··· GIVEN PASSAGE ···

Many of the earliest names we have appear to be designators of one kind or another—often titles. Even a name like Iware Biko can be broken down into “Iware”—which is a place—and “Biko” (or “Hiko”), meaning “child of the sun”, aka a Prince. The name of the famous “Himiko” herself is likely just this kind of title.

Sometimes we see names that are not necessarily titles. For example, Ōsazaki, aka Nintoku, whom we’ve discussed previously. He is often Ōsazaki no Mikoto, where “Mikoto” is a title or honorific, but we don’t immediately have an explanation for his name other than what is given in the Chronicles. Likewise with the fisherman we discuss later, “Osashi”.

On the other hand, many times we only know people by their title. So “Sotsuhiko” is likely just “Lord of [the land of] So”. It has been transformed into a name in how we use it, but it is unlikely that this is how his parents would have known him. Likewise we see things like “Naka tsu Hiko” or “Naka tsu Hime”, which mean little more than the “Prince” or “Princess” of the Middle—possibly indicating their birth order amongst several siblings or some other feature about where they were.

By the way, for those Japanese speakers out there, think of “tsu” in many of these names as an old equivalent to “no”, which itself can be seen almost like adding “ ‘s” to the end of word. So Yamato no Atae would be “Yamato’s Atae”, or “[the] Atae of Yamato”. Because of the way these names are constructed, I find it difficult to see just what is a title or position and what is a name.

There would be a parallel of this in the Edo period, when many people would take court titles as part of their name. So someone named naninani-no-suke isn’t necessarily claiming that they are a “no-suke” of some actual place or office. Likewise the various “Uemon” and “Saemon” aren’t really saying they work in the court guards of the right or left gatese.

And for the most part it doesn’t matter, though it is useful to keep in mind that the “names” by which people are remembered are likely not how they referred to themselves with their close friends and family, but we usually have little more to work with beyond how they were remembered to history.

Now over time, we see the tradition of designators that are not directly tied to your rank, position, or even where you are from, but rather it is more about the group that you belong to. This appears to start with the idea of the “-Be” (部) groups. For instance, the Umakaibe (馬飼部), the Horse-keeper’s ‘-be’, means literally just that, and likely comes from what they were supposed to do. Others may not be so easily recognizable, with their names seemingly related to a particular location or a family.

There is some thought that it is through these kinds of organizations of individuals, membership in the organization being continued through familial lines, that the families themselves began to develop. These large groups, often considered clans, as they claimed to be related through ancestors back in the legendary past. Groups like the Wani, the Katsuraki, the Yamato, and the Izumo all appear to be using locatives—that is to say surnames derived from placenames. This would have been a natural transition: “Katsuraki no XXXX” is still “Katsuraki no XXXX”. Others, like the Mononobe (物部) and Imbe (忌部) appear to have arisen directly from the corporate “-Be” groups themselves. And then there are groups like the Nakatomi (中臣), whom we will see more prominently in later centuries, whose name appears, at least to me, to derive from their position as “middle ministers” (naka tsu omi).

··· RAW RECORDS ···

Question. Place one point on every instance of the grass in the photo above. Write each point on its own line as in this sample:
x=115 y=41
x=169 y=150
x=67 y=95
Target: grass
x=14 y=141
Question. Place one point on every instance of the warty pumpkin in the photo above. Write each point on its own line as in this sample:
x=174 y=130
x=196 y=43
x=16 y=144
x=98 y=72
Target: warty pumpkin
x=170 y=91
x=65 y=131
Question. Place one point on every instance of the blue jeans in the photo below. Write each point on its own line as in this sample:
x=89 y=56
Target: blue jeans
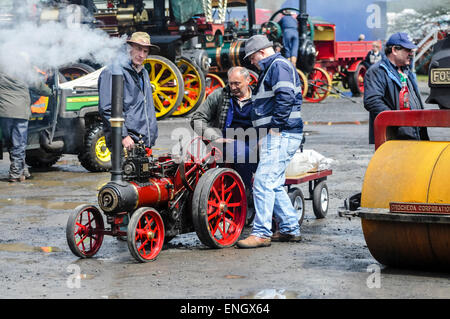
x=15 y=135
x=269 y=196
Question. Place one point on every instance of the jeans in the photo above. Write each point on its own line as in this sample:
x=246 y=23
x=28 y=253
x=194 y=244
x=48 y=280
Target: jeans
x=15 y=135
x=269 y=196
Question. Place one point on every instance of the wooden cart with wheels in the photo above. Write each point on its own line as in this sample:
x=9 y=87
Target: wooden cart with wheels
x=318 y=192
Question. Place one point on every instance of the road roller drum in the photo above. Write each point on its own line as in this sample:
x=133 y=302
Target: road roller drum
x=414 y=172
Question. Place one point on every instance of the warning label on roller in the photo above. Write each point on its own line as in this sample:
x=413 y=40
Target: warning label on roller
x=419 y=208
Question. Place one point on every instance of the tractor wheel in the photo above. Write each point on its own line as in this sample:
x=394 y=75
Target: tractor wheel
x=319 y=85
x=304 y=81
x=298 y=201
x=145 y=235
x=39 y=158
x=194 y=87
x=219 y=213
x=95 y=157
x=199 y=156
x=74 y=71
x=167 y=85
x=213 y=82
x=356 y=80
x=84 y=231
x=321 y=200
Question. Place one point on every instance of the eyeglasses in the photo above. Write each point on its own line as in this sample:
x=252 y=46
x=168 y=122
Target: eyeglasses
x=397 y=47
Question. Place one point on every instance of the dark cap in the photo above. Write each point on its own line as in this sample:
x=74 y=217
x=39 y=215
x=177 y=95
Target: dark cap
x=402 y=39
x=256 y=43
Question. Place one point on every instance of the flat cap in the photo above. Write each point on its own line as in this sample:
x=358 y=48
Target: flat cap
x=256 y=43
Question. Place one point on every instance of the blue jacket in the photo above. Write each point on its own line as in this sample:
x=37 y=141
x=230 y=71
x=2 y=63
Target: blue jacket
x=138 y=108
x=382 y=87
x=278 y=98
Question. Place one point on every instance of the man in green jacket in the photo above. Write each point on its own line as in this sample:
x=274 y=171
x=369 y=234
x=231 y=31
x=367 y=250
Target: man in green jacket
x=224 y=119
x=15 y=111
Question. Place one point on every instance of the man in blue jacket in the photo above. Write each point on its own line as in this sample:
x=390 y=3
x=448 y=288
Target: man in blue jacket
x=138 y=108
x=382 y=85
x=276 y=110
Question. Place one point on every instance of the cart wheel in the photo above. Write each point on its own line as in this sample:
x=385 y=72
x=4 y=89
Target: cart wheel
x=213 y=82
x=167 y=85
x=84 y=231
x=194 y=87
x=199 y=156
x=304 y=81
x=298 y=201
x=219 y=213
x=319 y=85
x=320 y=200
x=145 y=234
x=356 y=80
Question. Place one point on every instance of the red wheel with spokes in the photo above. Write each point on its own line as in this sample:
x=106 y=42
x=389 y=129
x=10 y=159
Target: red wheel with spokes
x=219 y=207
x=84 y=231
x=199 y=156
x=145 y=235
x=213 y=82
x=319 y=85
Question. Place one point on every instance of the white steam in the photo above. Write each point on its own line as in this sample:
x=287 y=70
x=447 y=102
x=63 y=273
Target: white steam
x=50 y=45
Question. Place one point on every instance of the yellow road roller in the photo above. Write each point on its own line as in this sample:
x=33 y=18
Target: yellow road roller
x=405 y=197
x=404 y=204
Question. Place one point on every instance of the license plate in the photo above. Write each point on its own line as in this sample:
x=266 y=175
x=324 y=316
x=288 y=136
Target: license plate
x=440 y=76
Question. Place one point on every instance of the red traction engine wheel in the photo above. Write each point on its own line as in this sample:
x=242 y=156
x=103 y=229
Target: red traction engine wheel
x=145 y=235
x=219 y=207
x=85 y=231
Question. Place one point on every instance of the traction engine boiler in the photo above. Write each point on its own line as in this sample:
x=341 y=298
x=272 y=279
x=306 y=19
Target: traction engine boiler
x=161 y=197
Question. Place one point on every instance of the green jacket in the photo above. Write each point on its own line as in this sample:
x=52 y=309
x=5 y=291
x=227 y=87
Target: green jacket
x=209 y=119
x=15 y=97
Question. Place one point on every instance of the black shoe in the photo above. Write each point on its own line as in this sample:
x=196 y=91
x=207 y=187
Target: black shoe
x=279 y=237
x=16 y=179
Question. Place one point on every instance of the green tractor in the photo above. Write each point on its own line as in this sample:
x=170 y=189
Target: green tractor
x=68 y=123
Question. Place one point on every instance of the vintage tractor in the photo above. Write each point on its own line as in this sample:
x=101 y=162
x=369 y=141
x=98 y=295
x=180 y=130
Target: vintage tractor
x=161 y=197
x=321 y=58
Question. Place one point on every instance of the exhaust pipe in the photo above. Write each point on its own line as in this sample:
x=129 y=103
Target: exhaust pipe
x=116 y=121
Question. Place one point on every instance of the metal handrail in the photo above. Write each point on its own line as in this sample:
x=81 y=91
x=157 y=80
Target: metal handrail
x=433 y=34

···

### DIRECTIONS
[A] In the passage on early Japanese names, translate the sentence "Sometimes we see names that are not necessarily titles." into Spanish.
[B] Proceed with the passage on early Japanese names, writing on from its final sentence.
The records come from a different source than the passage on early Japanese names.

### SET OF ANSWERS
[A] A veces vemos nombres que no son necesariamente títulos.

[B]
Added to these names are various titles, honorifics, etc. Some of these appear to be titles or honorifics that are no longer remembered as such—thus a lot of the -mimi titles we see early on. Others, like Iribiko and even Tarashi seem to be recognized as titles, but are still unclear. The title of “Wake” is often seen, and there is an explanation that it indicates and individual of royal blood who has been otherwise separated (wakeru) from the royal lineage. This seems to be a false etymology, however, and the most we can say is that they appear to be of elite status.

These early titles do not all appear to be equally distributed, geographically, in the Chronicles, with some elements being found more commonly in certain areas of the archipelago. But over time, the designators do seem to coalesce, likely as the influence of Yamato and the idea of a central authority also grew. And so around the 5th century we are seeing some things with some regularity. “Sukune” appears to be a personal designator, indicating a person of considerable rank in the court. Meanwhile “Mikoto” is reserved for sovereigns and kami. Titles such as “Miko”, meaning Prince, and “Iratsume”, indicating a woman of royal blood, are more frequent as well. Hiko and Hime also appear, but with seemingly less authority than in days past.

Some titles appear to move from a personal title to a familial one. Thus we get things like Omi and Muraji. “Omi”, in particular, seems to indicate a minister in court, but later we see that there are entire families designated as “Omi”, and it is highly unlikely that everyone in that family was a minister. Instead you get the Ō-omi and the Ō-muraji, who appear to be the heads of their respective clans and also hold a position of authority at court.

And that is key. As Omi, Muraji, Atae (later Atai), and other kabane are formalized, they tend to apply not just to the individual, but to everyone in their clan. So if the clan rises in prestige, and if they were given a more prestigious kabane, then everyone is lifted by such a pronouncement. This likely indicated the work that individuals could do in the court, as well, and how far they would rise. Your own place in society was determined by not just your deeds and what you did, but by your entire family—including your extended family.

We’ll see more of this in a later episode, where we will get a more formal definition of the kabane at the court. For now we see them, but they haven’t really been explained in the narrative. Most of the 8th century authors and readers would likely have already been familiar with the concept, so they may not have felt the need to explain it here.

I will mention one more thing that may be worth noting, though, and that is the tendency for titles and ranks and even surnames in the narrative to be more than a little anachronistic. There are cases where people are noted not as members of a particular clan, but simply as their ancestors. In that way they are connected, but it is not directly indicated that they used the uji, or clan name. Where we do see an uji used, though, it is sometimes used with a kabane that actually wasn’t awarded until some later point in time. So just because someone is named XX no Omi or XX no Muraji does not mean that such was their rank during the events that are being described. Most of the time this isn’t an issue, but occasionally it does make one wonder if knowing the actual ranks at the time wouldn’t help us to better identify the trends and what was happening around this time.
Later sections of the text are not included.